Data records:
++++++++++

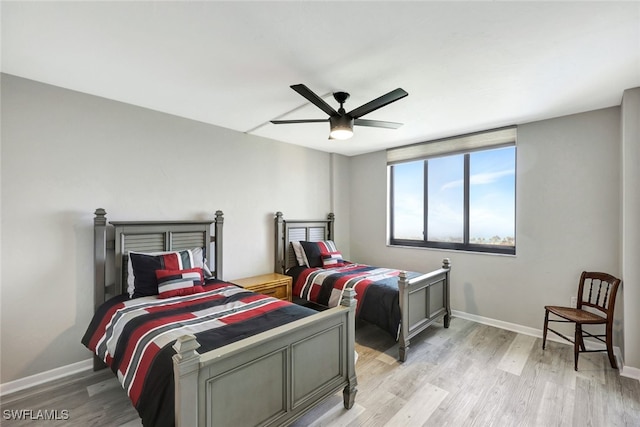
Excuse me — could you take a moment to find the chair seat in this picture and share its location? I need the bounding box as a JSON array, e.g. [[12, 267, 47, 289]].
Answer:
[[544, 305, 607, 324]]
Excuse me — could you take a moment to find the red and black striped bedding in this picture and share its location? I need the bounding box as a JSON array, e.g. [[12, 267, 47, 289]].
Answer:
[[287, 262, 420, 340], [82, 280, 314, 426]]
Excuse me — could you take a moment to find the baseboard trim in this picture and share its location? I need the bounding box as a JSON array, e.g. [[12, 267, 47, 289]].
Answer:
[[0, 359, 93, 396], [620, 365, 640, 381]]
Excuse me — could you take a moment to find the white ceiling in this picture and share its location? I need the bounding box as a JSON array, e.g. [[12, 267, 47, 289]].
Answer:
[[1, 1, 640, 155]]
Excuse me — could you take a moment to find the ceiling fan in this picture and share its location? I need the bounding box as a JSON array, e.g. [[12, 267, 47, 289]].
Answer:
[[271, 84, 409, 139]]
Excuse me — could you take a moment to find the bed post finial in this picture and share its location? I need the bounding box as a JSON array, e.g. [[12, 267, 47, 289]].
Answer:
[[93, 208, 107, 371], [93, 208, 107, 225], [327, 212, 336, 240], [213, 210, 224, 280], [340, 288, 358, 409]]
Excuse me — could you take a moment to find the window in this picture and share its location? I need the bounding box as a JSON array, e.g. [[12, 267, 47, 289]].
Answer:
[[388, 129, 516, 254]]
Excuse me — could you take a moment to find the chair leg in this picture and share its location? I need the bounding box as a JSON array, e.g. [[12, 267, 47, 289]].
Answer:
[[573, 324, 582, 371], [542, 310, 549, 350], [605, 323, 618, 369], [576, 324, 586, 351]]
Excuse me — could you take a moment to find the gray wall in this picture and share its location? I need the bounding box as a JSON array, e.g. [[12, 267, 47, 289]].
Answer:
[[620, 88, 640, 368], [0, 75, 348, 383], [351, 107, 640, 367]]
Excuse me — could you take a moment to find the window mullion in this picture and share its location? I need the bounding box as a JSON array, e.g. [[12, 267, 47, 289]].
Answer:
[[462, 153, 471, 245], [422, 160, 429, 242], [389, 165, 396, 242]]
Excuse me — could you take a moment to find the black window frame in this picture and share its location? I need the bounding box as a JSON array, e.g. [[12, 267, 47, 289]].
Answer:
[[388, 144, 517, 255]]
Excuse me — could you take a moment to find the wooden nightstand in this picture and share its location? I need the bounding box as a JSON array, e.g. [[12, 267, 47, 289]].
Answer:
[[230, 273, 293, 301]]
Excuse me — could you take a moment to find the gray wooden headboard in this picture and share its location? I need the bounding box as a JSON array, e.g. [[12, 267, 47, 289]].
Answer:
[[274, 212, 335, 274], [93, 208, 224, 309]]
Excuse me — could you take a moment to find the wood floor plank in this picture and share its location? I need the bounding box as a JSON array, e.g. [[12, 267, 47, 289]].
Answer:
[[498, 334, 536, 375], [385, 383, 449, 427]]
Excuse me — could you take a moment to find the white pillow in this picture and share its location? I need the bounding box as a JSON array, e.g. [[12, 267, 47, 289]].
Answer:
[[291, 240, 309, 266]]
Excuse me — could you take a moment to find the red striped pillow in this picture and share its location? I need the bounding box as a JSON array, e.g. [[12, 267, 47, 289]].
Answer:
[[156, 268, 204, 298], [322, 252, 344, 267]]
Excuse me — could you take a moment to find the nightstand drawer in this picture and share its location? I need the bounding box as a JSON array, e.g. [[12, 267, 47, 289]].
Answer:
[[230, 273, 292, 301]]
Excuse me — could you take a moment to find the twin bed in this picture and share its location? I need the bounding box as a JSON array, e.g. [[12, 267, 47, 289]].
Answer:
[[82, 209, 450, 426], [82, 209, 357, 427], [274, 212, 451, 362]]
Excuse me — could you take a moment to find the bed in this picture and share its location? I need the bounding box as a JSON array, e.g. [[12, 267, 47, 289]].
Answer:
[[274, 212, 451, 362], [82, 209, 357, 427]]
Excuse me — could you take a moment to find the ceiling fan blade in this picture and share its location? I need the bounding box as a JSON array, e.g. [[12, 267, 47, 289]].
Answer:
[[291, 84, 338, 116], [271, 119, 329, 125], [353, 119, 402, 129], [348, 88, 409, 119]]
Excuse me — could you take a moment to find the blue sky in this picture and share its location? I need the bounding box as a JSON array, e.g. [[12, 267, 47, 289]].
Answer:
[[394, 147, 515, 241]]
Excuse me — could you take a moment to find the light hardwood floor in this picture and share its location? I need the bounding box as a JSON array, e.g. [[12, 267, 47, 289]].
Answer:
[[0, 318, 640, 427]]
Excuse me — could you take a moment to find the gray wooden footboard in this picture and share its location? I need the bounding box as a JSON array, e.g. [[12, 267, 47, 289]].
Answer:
[[173, 290, 357, 426], [398, 258, 451, 362]]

++++++++++

What to do: Select each line in the listing above that contains the string "window", treating uppercase and lowercase letters as distinct.

Worked answer:
Excuse me — could you take a moment to find the window in this picture and share its location? I need the bounding box as a JSON array, e.g. [[12, 267, 47, 289]].
Excuse me — could you take a moment to find the window mullion in this picture and share its location? I need the bounding box as a JSON array, e.g. [[12, 267, 47, 289]].
Excuse me — could you take a moment to find the black window frame in this picture and share its location? I need the bounding box as a JSON array, e.g. [[12, 267, 47, 289]].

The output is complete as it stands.